MRI: Acquisition of a High-Power 2-um Laser System as the Backbone of an Utrafast X-Ray/THz Facility

$12.15M USD

Funder National Science Foundation (US)
Recipient Organization The University of Central Florida Board of Trustees
Country United States
Start Date Sep 01, 2021
End Date Jan 31, 2026
Duration 1,613 days
Number of Grantees 4
Roles Co-Principal Investigator; Former Co-Principal Investigator; Principal Investigator
Data Source National Science Foundation (US)
Grant ID 2117826
Grant Description

This project, Acquiring a High-peak-power High-repetition-rate Ultrafast Infrared Laser System at 2 µm Wavelength, provides the backbone of a multi-user facility named, "User Facility for Attosecond Soft x-rays and Terahertz (UFAST)". With the highest average power of its kind anywhere in the world today, this laser system will enable a tabletop attosecond (a billionth of a billionth of a second) soft-x-ray photon source at record high flux with sufficient photon energies for directly exciting, at the deepest level, essential atoms, such as carbon, nitrogen, and oxygen, and also enable long-wavelength-infrared and terahertz sources of high-field and few – single cycle pulse duration.

◆ Material provided:
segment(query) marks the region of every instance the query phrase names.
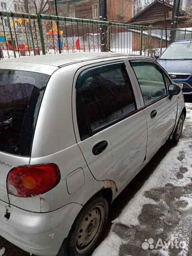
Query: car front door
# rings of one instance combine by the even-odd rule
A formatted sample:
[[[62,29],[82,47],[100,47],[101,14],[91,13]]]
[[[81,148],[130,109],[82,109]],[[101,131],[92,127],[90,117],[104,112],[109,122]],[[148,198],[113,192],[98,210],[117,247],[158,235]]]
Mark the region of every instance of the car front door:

◆ What you will do:
- 1) Copy the passage of the grant record starting at "MRI: Acquisition of" and ending at "Source National Science Foundation (US)".
- 2) Answer these questions from the grant record:
(a) Which organization received the grant?
(b) What is the grant ID?
(c) Which three atoms does the description give as examples of essential atoms?

◆ Solutions:
- 1)
MRI: Acquisition of a High-Power 2-um Laser System as the Backbone of an Utrafast X-Ray/THz Facility

$12.15M USD

Funder National Science Foundation (US)
Recipient Organization The University of Central Florida Board of Trustees
Country United States
Start Date Sep 01, 2021
End Date Jan 31, 2026
Duration 1,613 days
Number of Grantees 4
Roles Co-Principal Investigator; Former Co-Principal Investigator; Principal Investigator
Data Source National Science Foundation (US)

- 2)
(a) The University of Central Florida Board of Trustees
(b) 2117826
(c) Carbon, nitrogen, and oxygen